* **Texte source**
Pour démontrer que ces propos ne s’inscrivent pas dans le registre du bluff politique, le chef du NPD a indiqué à La Presse lundi qu’il a demandé la semaine dernière à l’état-major de son parti d’accélérer les préparatifs électoraux dans l’éventualité où le gouvernement Trudeau perdrait un vote de confiance à la Chambre des communes – un vote qui aurait pour effet de plonger le pays en campagne électorale.

« Ce n’est pas du bluff. On est sérieux. J’ai l’appui des membres du parti. Ils ont déjà envoyé un message fort pendant le dernier congrès. J’ai l’appui de mon équipe de députés. La seule raison pour laquelle on a conçu cette entente, c’est pour aider les gens. C’est notre but. Et si les libéraux se traînent encore les pieds et brisent leur promesse, ça suffit. On n’a plus de patience pour cela », a affirmé M. Singh lors d’une entrevue dans son bureau de la colline parlementaire.

* **Extraits de données**

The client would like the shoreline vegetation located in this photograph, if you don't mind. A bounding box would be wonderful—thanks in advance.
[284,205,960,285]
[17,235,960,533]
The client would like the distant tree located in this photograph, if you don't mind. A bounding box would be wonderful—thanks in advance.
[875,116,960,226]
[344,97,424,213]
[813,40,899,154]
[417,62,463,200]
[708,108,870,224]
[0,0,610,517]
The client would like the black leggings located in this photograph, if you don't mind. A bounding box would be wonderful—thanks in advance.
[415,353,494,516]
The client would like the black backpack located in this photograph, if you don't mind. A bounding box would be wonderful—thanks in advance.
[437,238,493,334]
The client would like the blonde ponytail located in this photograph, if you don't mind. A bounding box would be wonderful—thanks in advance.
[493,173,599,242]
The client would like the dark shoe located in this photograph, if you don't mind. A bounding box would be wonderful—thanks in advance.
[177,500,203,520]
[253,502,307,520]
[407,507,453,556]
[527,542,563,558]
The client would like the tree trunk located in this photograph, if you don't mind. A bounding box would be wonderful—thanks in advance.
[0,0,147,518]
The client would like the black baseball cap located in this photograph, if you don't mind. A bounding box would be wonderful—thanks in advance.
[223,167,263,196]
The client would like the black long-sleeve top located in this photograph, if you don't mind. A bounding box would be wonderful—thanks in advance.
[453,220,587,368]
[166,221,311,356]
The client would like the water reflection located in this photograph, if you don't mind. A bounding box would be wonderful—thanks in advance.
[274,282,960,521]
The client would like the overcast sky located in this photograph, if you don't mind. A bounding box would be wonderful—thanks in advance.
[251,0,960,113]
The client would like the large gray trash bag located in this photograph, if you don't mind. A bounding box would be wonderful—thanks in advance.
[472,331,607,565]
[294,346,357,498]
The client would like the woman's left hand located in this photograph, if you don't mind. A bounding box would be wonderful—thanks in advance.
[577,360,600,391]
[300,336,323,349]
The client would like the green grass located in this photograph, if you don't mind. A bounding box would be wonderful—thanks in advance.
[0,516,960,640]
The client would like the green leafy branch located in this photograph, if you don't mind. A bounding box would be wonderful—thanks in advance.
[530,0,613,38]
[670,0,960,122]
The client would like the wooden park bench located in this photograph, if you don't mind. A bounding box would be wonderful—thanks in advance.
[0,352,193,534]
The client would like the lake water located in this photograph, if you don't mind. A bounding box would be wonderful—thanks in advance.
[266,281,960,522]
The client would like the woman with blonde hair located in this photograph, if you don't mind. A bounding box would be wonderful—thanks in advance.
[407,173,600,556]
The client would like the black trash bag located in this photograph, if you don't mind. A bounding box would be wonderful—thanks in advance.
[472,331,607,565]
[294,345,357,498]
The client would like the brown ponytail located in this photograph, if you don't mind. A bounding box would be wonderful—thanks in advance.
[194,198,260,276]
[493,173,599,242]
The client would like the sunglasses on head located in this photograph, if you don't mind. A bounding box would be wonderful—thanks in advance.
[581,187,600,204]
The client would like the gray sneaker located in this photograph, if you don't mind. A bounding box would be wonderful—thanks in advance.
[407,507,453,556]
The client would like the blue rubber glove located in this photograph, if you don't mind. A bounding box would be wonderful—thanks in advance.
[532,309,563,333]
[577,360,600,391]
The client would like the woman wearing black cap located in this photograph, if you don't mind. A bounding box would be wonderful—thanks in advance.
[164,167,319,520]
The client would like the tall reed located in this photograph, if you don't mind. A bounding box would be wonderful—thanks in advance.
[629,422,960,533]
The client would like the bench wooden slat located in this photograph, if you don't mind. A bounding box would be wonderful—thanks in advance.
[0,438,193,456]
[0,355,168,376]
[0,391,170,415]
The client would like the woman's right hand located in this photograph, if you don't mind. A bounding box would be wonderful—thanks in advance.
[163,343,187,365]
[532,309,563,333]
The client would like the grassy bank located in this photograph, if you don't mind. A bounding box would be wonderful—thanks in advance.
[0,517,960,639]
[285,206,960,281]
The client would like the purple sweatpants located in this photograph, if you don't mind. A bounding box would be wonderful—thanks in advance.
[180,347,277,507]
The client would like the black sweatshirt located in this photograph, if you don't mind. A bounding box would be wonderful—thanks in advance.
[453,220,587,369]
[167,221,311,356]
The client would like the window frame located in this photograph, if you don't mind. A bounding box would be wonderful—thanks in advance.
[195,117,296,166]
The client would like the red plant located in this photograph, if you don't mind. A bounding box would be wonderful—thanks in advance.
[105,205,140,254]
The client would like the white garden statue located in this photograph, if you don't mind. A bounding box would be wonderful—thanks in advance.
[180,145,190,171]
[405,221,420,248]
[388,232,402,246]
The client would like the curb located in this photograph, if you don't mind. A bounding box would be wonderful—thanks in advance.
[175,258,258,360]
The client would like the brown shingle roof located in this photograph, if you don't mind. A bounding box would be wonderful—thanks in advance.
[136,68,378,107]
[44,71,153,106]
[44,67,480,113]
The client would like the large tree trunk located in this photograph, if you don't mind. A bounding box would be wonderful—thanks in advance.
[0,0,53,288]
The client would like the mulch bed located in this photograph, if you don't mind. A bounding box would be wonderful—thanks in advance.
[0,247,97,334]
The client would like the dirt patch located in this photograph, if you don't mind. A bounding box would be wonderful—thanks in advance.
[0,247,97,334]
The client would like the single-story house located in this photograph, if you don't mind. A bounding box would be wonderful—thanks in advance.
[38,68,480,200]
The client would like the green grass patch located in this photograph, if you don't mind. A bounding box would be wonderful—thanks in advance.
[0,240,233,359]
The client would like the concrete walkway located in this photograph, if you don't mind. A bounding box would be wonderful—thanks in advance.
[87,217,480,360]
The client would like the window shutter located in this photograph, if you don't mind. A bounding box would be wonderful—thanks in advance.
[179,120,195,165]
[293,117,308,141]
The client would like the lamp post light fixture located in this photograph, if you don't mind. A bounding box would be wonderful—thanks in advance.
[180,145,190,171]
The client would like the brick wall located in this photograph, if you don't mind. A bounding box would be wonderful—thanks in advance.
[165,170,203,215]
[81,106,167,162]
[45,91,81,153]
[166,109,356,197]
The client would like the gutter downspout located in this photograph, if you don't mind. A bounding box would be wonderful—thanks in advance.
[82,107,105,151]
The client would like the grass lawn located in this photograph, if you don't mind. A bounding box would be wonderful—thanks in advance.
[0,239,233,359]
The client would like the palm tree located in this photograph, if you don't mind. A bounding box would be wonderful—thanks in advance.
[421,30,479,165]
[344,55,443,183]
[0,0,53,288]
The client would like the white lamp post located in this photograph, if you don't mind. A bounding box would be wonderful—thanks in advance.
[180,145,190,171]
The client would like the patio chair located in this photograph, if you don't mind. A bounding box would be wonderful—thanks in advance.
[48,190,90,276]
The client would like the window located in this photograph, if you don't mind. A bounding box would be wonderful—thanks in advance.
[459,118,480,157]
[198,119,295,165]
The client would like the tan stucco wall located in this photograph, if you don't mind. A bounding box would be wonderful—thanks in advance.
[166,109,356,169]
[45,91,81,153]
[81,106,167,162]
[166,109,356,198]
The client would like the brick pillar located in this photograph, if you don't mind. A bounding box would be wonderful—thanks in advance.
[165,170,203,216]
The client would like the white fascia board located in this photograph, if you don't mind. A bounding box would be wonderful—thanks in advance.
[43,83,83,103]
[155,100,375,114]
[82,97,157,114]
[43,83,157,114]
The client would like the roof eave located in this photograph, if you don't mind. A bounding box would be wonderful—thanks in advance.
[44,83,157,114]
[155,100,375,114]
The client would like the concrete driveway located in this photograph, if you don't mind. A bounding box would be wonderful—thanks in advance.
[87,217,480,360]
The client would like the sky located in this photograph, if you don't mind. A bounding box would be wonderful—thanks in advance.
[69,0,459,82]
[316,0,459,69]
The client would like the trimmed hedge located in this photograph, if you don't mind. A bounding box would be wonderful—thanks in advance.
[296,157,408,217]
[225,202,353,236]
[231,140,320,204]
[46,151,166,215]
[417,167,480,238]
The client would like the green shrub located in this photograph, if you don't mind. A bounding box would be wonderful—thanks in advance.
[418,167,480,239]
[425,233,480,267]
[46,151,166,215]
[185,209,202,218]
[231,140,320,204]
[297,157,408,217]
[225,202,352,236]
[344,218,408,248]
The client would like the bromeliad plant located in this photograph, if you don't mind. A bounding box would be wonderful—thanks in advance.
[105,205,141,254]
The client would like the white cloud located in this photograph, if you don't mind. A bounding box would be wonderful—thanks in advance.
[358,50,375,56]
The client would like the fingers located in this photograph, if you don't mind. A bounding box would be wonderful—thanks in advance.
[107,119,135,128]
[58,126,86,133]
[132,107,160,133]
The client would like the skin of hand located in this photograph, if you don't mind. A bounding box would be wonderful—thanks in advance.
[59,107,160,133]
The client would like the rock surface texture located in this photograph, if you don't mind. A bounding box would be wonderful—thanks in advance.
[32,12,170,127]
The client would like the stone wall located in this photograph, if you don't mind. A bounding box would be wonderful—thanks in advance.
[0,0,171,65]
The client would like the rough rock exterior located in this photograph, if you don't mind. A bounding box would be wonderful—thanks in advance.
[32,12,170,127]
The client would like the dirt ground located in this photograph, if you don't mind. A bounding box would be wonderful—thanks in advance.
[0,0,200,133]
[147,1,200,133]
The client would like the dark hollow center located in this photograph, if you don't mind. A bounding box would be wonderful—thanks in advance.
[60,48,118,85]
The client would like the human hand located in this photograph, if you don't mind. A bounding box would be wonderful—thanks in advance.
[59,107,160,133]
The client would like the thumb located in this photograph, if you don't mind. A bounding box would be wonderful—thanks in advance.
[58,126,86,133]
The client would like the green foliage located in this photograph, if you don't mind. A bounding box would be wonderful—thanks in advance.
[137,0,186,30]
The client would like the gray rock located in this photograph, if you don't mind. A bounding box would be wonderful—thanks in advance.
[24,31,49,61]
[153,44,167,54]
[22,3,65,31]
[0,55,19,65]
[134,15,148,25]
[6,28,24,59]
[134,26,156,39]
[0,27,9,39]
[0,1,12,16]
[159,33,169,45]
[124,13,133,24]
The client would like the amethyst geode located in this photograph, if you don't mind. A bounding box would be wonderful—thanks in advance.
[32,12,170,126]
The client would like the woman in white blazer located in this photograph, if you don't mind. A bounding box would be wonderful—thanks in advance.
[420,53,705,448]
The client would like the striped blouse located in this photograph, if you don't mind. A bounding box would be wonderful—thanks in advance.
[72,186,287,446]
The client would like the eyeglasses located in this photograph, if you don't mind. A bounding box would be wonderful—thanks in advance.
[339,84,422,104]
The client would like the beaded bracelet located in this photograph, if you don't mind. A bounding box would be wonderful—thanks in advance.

* **Exercice**
Recopiez le passage du texte source qui commence par « Pour démontrer que » et se poursuit jusqu'à « pays en campagne électorale. ». Le matériel provient d'une autre source que le texte source.

* **Réponse**
Pour démontrer que ces propos ne s’inscrivent pas dans le registre du bluff politique, le chef du NPD a indiqué à La Presse lundi qu’il a demandé la semaine dernière à l’état-major de son parti d’accélérer les préparatifs électoraux dans l’éventualité où le gouvernement Trudeau perdrait un vote de confiance à la Chambre des communes – un vote qui aurait pour effet de plonger le pays en campagne électorale.